### The task
Output, with no changes, the span of lines that opens with the line containing "Target: clear plastic bottle" and closes with the last line.

>> Start Records

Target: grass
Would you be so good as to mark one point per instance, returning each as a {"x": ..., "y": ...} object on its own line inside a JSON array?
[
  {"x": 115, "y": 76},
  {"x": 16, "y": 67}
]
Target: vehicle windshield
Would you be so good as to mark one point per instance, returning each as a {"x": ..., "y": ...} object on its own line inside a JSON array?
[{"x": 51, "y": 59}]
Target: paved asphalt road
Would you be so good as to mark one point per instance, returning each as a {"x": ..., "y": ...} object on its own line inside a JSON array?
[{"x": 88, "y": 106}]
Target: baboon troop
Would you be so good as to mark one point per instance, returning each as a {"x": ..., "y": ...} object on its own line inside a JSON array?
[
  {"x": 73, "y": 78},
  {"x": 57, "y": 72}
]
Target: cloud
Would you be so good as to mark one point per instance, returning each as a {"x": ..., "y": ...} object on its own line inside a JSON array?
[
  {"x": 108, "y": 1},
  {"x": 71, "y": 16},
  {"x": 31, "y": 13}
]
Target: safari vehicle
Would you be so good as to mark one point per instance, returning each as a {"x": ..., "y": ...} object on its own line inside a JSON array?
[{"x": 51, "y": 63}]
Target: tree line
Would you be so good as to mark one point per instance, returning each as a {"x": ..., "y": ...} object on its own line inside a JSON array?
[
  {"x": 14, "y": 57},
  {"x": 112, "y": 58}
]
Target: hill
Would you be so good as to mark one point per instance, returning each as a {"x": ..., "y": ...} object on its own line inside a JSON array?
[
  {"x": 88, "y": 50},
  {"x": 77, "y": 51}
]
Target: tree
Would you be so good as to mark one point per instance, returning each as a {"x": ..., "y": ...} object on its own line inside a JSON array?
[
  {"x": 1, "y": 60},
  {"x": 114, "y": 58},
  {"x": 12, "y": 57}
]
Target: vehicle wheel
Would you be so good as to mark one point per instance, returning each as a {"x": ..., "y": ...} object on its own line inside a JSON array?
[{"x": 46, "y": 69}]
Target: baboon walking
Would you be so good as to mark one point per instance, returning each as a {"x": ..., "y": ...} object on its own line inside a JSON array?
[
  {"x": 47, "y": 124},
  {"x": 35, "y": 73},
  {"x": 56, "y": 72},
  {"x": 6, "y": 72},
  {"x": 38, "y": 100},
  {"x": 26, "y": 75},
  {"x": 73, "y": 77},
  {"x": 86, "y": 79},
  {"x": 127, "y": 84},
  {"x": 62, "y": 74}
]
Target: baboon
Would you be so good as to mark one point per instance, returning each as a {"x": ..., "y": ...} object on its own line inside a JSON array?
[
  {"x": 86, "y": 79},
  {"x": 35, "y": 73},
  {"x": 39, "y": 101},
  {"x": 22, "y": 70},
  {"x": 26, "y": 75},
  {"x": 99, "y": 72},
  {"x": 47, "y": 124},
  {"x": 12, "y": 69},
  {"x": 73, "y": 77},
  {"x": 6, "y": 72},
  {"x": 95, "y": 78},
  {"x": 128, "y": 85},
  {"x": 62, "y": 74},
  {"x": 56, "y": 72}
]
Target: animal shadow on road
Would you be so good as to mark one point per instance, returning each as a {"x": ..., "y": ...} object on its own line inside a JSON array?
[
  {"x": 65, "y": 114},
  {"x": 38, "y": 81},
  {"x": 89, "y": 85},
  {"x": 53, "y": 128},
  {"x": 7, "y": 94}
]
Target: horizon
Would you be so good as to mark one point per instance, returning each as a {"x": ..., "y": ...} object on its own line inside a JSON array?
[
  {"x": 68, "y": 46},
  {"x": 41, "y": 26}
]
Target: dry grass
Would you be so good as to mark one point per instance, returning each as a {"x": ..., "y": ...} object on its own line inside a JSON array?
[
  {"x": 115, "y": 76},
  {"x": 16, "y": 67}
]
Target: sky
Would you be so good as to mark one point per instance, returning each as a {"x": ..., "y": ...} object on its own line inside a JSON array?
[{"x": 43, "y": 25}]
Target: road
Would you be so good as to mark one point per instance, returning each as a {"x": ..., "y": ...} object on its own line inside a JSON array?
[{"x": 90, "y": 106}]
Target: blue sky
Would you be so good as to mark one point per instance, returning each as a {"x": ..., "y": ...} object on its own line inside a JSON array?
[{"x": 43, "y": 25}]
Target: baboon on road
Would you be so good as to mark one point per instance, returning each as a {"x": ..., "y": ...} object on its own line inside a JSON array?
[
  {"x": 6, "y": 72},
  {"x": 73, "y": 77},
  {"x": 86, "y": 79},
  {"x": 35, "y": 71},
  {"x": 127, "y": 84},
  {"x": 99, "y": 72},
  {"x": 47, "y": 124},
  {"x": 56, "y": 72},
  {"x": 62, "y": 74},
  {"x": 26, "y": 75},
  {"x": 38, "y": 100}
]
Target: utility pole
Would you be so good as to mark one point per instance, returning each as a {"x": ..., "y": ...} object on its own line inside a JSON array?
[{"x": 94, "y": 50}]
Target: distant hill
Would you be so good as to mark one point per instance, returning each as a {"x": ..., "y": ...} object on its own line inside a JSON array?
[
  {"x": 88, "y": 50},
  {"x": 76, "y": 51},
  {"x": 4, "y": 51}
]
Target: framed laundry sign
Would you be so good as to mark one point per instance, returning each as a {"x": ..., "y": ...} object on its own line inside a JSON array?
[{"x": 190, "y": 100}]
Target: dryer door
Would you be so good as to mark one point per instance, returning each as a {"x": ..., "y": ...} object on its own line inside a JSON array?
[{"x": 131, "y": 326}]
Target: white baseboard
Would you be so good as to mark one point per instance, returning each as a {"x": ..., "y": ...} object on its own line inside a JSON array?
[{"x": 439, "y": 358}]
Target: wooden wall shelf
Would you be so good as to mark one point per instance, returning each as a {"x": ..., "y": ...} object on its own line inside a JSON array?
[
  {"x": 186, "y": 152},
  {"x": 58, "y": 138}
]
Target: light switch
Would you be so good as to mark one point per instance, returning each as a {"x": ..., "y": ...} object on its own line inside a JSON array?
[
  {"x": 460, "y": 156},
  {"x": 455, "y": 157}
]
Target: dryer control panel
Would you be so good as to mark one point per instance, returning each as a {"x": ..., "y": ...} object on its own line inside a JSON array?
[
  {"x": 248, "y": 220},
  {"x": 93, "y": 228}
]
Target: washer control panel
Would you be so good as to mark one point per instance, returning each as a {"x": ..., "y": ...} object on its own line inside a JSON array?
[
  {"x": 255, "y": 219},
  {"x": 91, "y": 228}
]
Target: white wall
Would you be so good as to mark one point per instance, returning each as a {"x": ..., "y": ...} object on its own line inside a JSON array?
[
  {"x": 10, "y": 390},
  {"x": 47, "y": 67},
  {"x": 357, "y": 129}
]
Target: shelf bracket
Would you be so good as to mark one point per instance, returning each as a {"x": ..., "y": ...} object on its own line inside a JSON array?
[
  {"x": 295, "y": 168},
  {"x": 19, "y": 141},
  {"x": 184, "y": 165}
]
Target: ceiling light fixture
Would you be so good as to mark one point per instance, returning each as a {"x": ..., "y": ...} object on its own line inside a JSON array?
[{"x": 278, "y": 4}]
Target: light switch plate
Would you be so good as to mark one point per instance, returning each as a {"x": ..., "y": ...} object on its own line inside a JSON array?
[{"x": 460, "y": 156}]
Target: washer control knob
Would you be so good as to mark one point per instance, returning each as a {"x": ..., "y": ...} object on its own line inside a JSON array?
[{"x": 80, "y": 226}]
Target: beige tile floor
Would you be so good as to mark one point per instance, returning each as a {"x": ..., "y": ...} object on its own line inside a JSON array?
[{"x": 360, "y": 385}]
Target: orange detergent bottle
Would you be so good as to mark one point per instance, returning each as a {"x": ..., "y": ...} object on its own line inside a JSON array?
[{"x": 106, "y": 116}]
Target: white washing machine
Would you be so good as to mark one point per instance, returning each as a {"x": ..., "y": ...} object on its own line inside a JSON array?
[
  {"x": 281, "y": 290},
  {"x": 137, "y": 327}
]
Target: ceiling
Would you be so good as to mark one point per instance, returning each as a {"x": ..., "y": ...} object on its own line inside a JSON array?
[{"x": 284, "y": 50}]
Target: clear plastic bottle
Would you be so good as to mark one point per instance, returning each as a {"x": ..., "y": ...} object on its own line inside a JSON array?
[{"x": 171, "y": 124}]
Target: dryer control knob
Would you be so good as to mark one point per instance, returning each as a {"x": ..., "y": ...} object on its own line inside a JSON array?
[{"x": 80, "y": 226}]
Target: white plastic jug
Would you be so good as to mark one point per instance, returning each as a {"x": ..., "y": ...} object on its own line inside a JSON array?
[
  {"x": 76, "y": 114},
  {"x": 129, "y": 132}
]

>> End Records

### Written response
Target: clear plastic bottle
Would you be so good as to mark one point per instance, returning each as a {"x": ..., "y": ...} object on its own line inside a JSON array?
[{"x": 171, "y": 124}]
Target: dryer control knob
Would you be so good as to mark one point per instance, returning each as a {"x": ..., "y": ...} object on its own line inside a JSON array?
[{"x": 80, "y": 226}]
Target: white plastic jug
Would you be so good as to mark one point per instance, returning each as a {"x": ..., "y": ...} object on its own line inside a JSON array?
[
  {"x": 76, "y": 114},
  {"x": 129, "y": 132}
]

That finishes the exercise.